▶ _Task directions_:
Please restate each line of the data below exactly. Omit all images.
** Opening Data provided block **
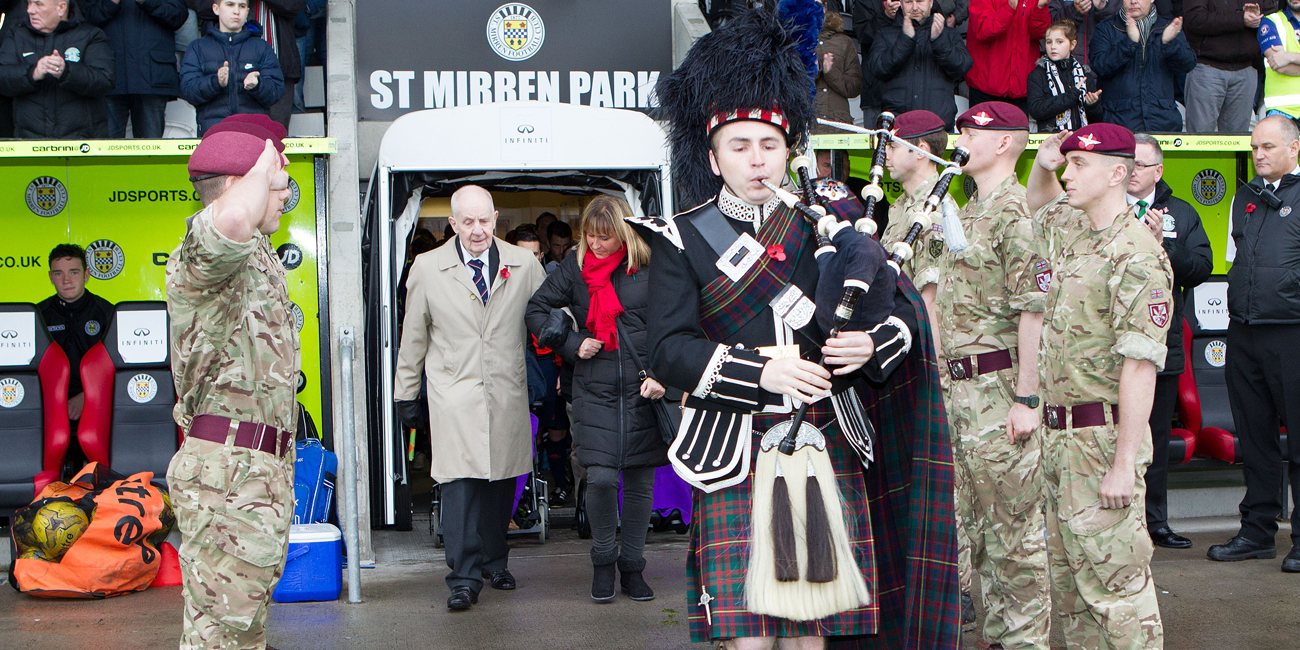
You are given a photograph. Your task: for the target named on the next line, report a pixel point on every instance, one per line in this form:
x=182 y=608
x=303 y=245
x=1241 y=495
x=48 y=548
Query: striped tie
x=477 y=265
** Closing Data provided block **
▶ _Task solution_:
You are given a photograph. Your task: for the target named on the next line, report a pixel point on every instance, one per line in this form:
x=182 y=608
x=303 y=245
x=1241 y=495
x=48 y=548
Query: striped tie
x=477 y=265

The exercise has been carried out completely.